### Task prompt:
Skip the images. Copy the records exactly as written.

### Records supplied:
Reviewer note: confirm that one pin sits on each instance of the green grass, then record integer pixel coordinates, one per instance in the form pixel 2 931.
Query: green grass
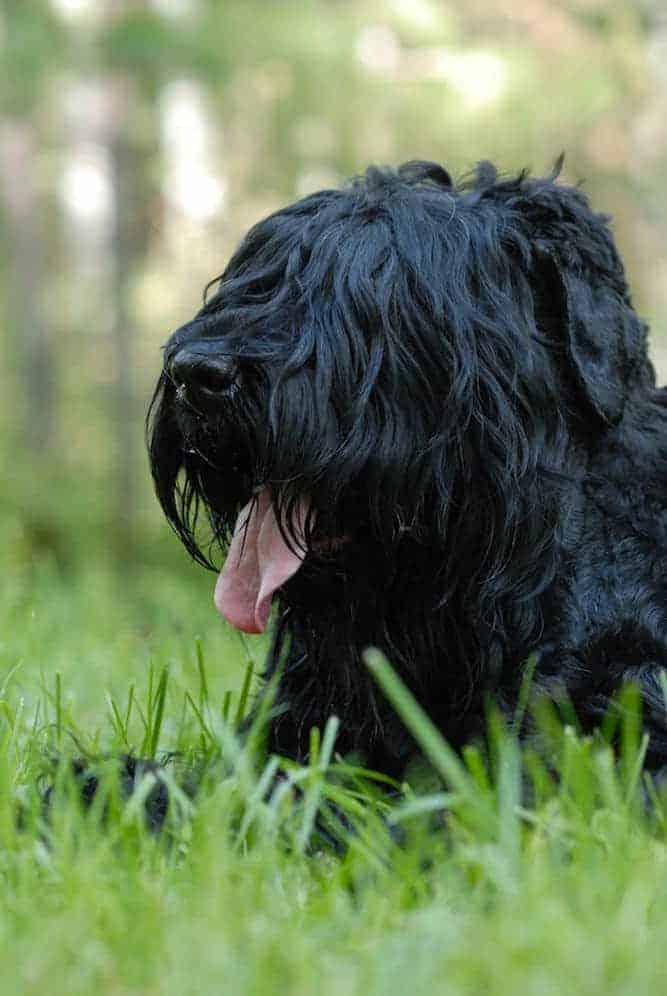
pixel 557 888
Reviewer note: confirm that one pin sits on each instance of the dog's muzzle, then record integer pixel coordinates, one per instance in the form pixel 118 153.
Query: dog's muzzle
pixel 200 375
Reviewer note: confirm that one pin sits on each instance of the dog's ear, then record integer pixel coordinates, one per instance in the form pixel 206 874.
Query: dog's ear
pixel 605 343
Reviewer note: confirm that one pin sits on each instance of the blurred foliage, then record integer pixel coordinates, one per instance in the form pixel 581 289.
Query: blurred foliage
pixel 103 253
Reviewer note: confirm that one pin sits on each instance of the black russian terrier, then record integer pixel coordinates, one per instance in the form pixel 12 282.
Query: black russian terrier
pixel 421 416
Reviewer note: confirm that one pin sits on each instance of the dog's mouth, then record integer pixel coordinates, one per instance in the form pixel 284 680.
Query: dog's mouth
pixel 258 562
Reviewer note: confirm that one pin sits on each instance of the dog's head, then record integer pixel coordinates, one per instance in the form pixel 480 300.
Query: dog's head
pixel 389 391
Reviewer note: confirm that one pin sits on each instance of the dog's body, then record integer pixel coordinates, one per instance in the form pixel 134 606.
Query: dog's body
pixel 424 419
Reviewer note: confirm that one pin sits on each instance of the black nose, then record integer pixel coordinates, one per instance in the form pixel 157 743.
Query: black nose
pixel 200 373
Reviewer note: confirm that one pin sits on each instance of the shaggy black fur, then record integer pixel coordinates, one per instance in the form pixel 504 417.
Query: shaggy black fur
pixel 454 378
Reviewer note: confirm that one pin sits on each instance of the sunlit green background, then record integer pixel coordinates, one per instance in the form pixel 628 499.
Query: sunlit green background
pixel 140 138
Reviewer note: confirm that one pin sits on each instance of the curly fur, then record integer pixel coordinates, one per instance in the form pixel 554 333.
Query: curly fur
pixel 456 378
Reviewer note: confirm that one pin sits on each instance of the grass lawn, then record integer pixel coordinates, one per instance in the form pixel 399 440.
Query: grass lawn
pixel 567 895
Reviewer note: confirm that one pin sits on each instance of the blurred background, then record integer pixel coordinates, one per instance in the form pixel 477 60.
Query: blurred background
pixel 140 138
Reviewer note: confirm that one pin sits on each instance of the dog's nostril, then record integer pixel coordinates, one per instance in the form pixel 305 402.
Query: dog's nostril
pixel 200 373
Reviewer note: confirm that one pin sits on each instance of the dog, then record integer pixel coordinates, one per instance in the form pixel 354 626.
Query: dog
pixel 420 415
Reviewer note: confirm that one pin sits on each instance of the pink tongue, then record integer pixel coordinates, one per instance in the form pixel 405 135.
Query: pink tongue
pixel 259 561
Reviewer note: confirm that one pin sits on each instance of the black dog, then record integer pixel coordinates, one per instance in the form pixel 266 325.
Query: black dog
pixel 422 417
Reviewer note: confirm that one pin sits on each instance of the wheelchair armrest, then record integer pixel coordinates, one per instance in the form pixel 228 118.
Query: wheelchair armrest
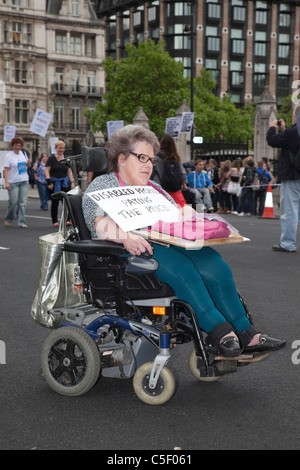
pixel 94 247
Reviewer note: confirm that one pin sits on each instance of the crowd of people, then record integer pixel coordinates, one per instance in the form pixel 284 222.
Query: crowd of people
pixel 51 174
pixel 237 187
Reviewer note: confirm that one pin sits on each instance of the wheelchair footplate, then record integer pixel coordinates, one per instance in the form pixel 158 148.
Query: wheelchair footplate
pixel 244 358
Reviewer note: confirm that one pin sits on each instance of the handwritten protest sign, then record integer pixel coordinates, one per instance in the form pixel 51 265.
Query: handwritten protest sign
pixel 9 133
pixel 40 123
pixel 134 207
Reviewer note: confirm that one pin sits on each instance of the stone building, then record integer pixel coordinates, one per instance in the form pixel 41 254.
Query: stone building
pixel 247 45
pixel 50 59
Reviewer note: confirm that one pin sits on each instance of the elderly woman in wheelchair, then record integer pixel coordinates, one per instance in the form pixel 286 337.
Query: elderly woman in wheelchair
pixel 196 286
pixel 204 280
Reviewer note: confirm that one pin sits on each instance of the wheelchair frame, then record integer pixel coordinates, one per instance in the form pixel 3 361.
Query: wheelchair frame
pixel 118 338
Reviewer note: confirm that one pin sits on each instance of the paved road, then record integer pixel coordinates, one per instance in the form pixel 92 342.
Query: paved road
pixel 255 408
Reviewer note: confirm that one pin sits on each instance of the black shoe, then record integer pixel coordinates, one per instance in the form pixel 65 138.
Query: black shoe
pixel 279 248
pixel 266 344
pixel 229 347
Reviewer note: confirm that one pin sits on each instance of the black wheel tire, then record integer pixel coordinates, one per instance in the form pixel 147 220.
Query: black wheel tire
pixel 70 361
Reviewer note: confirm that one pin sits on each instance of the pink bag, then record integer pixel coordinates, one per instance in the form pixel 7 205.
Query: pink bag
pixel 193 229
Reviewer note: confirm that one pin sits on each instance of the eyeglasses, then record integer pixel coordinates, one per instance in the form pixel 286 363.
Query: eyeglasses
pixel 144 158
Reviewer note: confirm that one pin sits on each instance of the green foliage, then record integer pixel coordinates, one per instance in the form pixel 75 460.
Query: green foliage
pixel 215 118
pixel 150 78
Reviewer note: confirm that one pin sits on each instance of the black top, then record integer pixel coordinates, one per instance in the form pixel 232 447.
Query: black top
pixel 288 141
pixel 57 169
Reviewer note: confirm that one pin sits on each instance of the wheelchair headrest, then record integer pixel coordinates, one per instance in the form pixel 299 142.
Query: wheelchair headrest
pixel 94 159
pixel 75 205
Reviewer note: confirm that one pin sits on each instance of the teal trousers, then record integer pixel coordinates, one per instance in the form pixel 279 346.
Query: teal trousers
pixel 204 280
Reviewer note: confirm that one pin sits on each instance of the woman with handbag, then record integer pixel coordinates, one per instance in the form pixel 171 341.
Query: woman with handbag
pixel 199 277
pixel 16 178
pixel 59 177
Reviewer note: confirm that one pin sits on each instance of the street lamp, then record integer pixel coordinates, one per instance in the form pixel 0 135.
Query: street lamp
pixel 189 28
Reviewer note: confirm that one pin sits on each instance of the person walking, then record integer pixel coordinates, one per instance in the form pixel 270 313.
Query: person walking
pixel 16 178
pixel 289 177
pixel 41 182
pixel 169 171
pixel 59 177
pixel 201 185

### Solution for this problem:
Reviewer note: confirm that one pin sits on each instance of the green grass, then record integer pixel coordinates, one per instance in the form pixel 2 931.
Query: green grass
pixel 557 888
Reviewer note: confirm that one pin sits on each instance of the dog's muzzle, then record integer pixel coordinates, one per instance in the form pixel 118 153.
Query: dog's muzzle
pixel 200 375
Reviewer note: confirm that one pin sits on each instance of the dog's ear, then record integer pixel coordinates, one per instance in the form pixel 206 874.
Query: dog's ear
pixel 605 343
Reviewer note: confirm that one pin sits on each instance of the blurred foliage, then record integer pixel coordinates, one per instance in the form pixel 581 289.
Query: blurred foliage
pixel 103 253
Reviewer note: confirm that one pin sits on each instance of the black russian terrier, then record integer pixel coordinates, one per instance in the form pixel 12 282.
Query: black russian terrier
pixel 421 416
Reviewer note: confirm that one pin sits on each instance of the dog's mouth, then record integer pixel coordinates, one per instance in the form pixel 284 680.
Query: dog's mouth
pixel 258 562
Reviewer note: confirm that one pin sits on each instance of the dog's head, then record integer pixel coordinates, one per instance in the form pixel 480 300.
Query: dog's head
pixel 389 391
Reviewer note: confirm that one pin sits on each instance of the dog's body, then record integer pixel coordinates, one per instance in the form pixel 134 606.
Query: dog's body
pixel 424 419
Reviewer note: confirm that one pin sits on each instance of the black nose, then record integer pixel coordinates, one per instance in the form pixel 157 743.
Query: black nose
pixel 200 373
Reviewer note: confirm that one pin sits on each instance of the shaggy black fur, then record integer pixel coordinates, one per instance in the form pixel 504 417.
Query: shaggy black fur
pixel 454 378
Reviewer note: confirm that one pin sits on each instance of the sunlit green background, then record integer pixel coordinates, one per instance in the form pixel 628 499.
Query: sunlit green background
pixel 140 138
Reviewer note: confirm that one pin sits on each instance of the curly fur, then record integer pixel coordinates, one per instance in the form pixel 554 333.
Query: curly fur
pixel 456 378
Reviewer note: confirm that one pin sits on each instance of the grass lawn, then record integer pixel coordinates, one per instance in the form pixel 399 440.
Query: grass lawn
pixel 567 895
Reviewer note: confirm that one pin sits on each instance of the blurred background, then record integer pixel coordinates, one per instance in the form pixel 477 60.
Query: blurred background
pixel 140 138
Reviewer note: confirm that one pin sits on each instance of the dog's nostril, then record integer pixel coordinates, one per instance in the form pixel 305 402.
Query: dog's nostril
pixel 200 373
Reviewer note: confirm that one pin sits on each instance of the dog, then record integer pixel coordinates, one per instance in the form pixel 354 626.
Query: dog
pixel 420 415
Reviewer note: confirm that one pin sits on each instance of the pink tongue, then record integer pixel coordinates, one per instance in the form pixel 405 135.
Query: pink tongue
pixel 259 561
Reviewer note: confirm that one pin sits on each instance of the black dog, then record integer pixel coordinates, one per instance in the form pixel 266 325.
Query: black dog
pixel 422 417
Reviewer note: confirm that one pin sits on each instance of the wheelchair armrest, then record integer pixel coordinates, one per instance in the form pixel 228 118.
Query: wheelchair armrest
pixel 94 247
Reviewer note: confirm that one pin sits on each instance of the crowd of people, then record integer pixel coordinates, one per instance in the form pixel 284 222.
Query: crowd of people
pixel 51 174
pixel 237 187
Reviewer note: confirm that one pin sits on each instance of the wheelchair footplate, then record integer pixel coordinates, one per instance in the form pixel 158 148.
Query: wheelchair footplate
pixel 244 358
Reviewer note: confirm that one pin sits on each instance of the handwritten protest sign, then record integer pixel coordinates, one per instance in the form pixel 51 265.
Query: handwritten protest sign
pixel 9 133
pixel 40 123
pixel 134 207
Reviewer note: confirm that one pin sits on each instance of the stone building, then record integer pixel coordinates, one per instance in the form pixel 41 254.
Query: stone building
pixel 247 45
pixel 50 59
Reviewer note: confirm that one pin sits on each instance of the elderly woman in wheelchair, then record integer pixel coordinates, one per instance in the form pixel 286 337.
Query: elderly woman in wheelchair
pixel 196 286
pixel 204 280
Reviewer note: confirm that one pin sits on each instance of the wheelchair frame, then record integer pixel coordinates, one per instance in the form pixel 3 361.
Query: wheelchair frame
pixel 118 338
Reviewer note: confirm that one pin sits on each instance of the paved road, then record integer pixel coordinates, one per instance in the form pixel 92 342.
Query: paved road
pixel 255 408
Reviewer note: confirm that one pin sits on each instance of the black shoe, then record integer pixel coordinates, one per instance in the form pixel 65 138.
Query: black shoe
pixel 279 248
pixel 266 344
pixel 229 347
Reviewer note: confirm that one pin sits on each instance of the black wheel tire, then record integer pixel coordinates, one per instance in the form pixel 147 220.
Query: black wheel tire
pixel 70 361
Reviewer note: confirm that one pin sits on each instance of the pink bag, then record integer pixel coordinates, one per instance in the form pixel 7 205.
Query: pink bag
pixel 193 229
Reviewer note: confirm that one pin sits on each instance of the eyeglasses, then record integer pixel coordinates, one per instance in the form pixel 286 363.
Query: eyeglasses
pixel 144 158
Reviewer note: confirm that one pin sits on each instance of the green foliage, then record integer pixel coordinates, one per instance in the form pixel 75 460.
Query: green foliage
pixel 215 118
pixel 150 78
Reviewer note: confirm that one pin sits on each instance of the black top, then record integer pixel coordinates, one per instance in the form pixel 232 447.
Query: black top
pixel 288 141
pixel 57 169
Reviewer note: confirm that one pin sits on each instance of the wheelchair headrest, then record integer pixel coordinates, one per instance in the form pixel 299 142.
Query: wheelchair headrest
pixel 94 159
pixel 75 205
Reviewer note: confirm that one pin sits on each instance of the teal trousers, then record integer pixel coordinates, one per instance in the form pixel 279 346.
Query: teal trousers
pixel 204 280
Reviewer note: confirm that one pin sits on each instance of the woman with handbag, then record integer pixel coordinates, one per instance in the form pixel 171 341.
Query: woman with handbag
pixel 199 277
pixel 16 178
pixel 59 177
Reviewer note: confirm that one pin sits on each instance of the street lamp, then record integer pixel coordinates, one per instance in the form pixel 0 135.
Query: street lamp
pixel 189 28
Reviewer note: confirm that one pin sits on each instance of the person walking, then record integer pixel coordinates, one per instance in the form pixel 270 313.
Query: person walking
pixel 16 178
pixel 289 177
pixel 41 182
pixel 169 171
pixel 59 177
pixel 201 185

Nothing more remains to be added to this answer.